WHAT YOU NEED TO DO: Write out every line of the items again, replacing each "trace" with "segment" and leaving everything else unchanged.

RECORDS PROVIDED:
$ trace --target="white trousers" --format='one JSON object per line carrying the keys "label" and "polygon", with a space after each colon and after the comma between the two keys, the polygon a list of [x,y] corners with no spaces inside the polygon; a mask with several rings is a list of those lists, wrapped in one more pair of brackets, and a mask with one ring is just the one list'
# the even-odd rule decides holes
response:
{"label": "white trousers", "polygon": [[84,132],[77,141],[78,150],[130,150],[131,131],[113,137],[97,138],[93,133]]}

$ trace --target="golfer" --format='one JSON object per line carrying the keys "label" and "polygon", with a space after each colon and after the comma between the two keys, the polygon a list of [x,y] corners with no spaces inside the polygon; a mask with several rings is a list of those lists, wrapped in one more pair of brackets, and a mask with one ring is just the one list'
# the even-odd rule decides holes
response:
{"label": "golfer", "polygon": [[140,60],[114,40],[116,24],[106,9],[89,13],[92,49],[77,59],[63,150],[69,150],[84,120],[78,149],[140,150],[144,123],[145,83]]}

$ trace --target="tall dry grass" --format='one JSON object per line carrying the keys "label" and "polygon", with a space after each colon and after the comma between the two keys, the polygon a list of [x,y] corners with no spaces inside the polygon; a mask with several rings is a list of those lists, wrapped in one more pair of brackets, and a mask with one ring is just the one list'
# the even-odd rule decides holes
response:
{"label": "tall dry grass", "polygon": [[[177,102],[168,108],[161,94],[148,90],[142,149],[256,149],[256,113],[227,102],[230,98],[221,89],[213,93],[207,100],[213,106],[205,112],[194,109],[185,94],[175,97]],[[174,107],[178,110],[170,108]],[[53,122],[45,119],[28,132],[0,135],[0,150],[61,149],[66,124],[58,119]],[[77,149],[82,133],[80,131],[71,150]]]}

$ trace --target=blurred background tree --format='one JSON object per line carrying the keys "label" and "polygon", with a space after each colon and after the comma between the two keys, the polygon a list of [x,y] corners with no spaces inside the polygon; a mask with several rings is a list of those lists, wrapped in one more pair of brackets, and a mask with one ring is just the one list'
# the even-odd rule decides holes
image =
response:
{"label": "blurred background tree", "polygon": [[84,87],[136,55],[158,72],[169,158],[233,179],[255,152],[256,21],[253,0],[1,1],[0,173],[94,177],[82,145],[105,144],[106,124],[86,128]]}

OUTPUT FOR THIS TASK:
$ segment --target="white trousers" --format='one JSON object per line carrying the keys "label" and "polygon", with a space after each colon and after the comma between the two keys, the polygon a list of [x,y] corners with no spaces inside the polygon; a mask with several rings is a list of those lists, wrapped in one more pair of brackets, and a mask with one ring is just the one list'
# the even-odd rule decides holes
response:
{"label": "white trousers", "polygon": [[84,132],[77,141],[78,150],[130,150],[131,131],[113,137],[97,138],[93,133]]}

$ segment --target="golfer" --format='one JSON object per line carrying the keys "label" and "polygon", with a space after each colon and after the comma between the two keys, the polygon a list of [x,y] corners with no spaces inside the polygon; a mask with several rings is a list of those lists, wrapped in one more pair of brackets, and a mask with one ring is just the one list'
# the even-odd rule decides holes
response:
{"label": "golfer", "polygon": [[140,60],[114,40],[116,24],[106,9],[89,13],[92,49],[77,59],[63,150],[69,150],[84,120],[78,149],[140,150],[144,123],[145,83]]}

$ segment --target="tall dry grass" --format='one JSON object per line carrying the keys "label" and "polygon", with a space after each colon and after the comma between the two keys, the polygon a list of [x,y] corners with no spaces inside the polygon; a mask with several rings is a list of those lists, wrapped in one more pair of brackets, and a mask with one ring is just the one list'
# the even-odd rule decides holes
response:
{"label": "tall dry grass", "polygon": [[[177,102],[168,108],[161,94],[148,90],[142,149],[256,149],[256,113],[227,102],[230,98],[221,89],[213,93],[207,100],[213,106],[205,112],[194,109],[185,94],[175,97]],[[174,107],[178,110],[170,108]],[[53,122],[45,119],[28,132],[0,135],[0,150],[61,149],[66,124],[58,119]],[[77,149],[82,133],[80,131],[71,150]]]}

$ segment --target=blurred background tree --format='one JSON object per line carrying the keys "label" and "polygon", with a space after each colon and after the comma between the two keys, the polygon a list of [x,y] corners with no spaces inside the polygon; a mask with several rings is a list of those lists, wrapped in one more pair of brackets, and a mask with one ring is just the one list'
# the even-odd rule decides holes
image =
response:
{"label": "blurred background tree", "polygon": [[84,87],[136,55],[158,72],[169,158],[233,179],[255,152],[256,21],[253,0],[1,1],[0,173],[94,177],[82,145],[105,144],[106,124],[86,128]]}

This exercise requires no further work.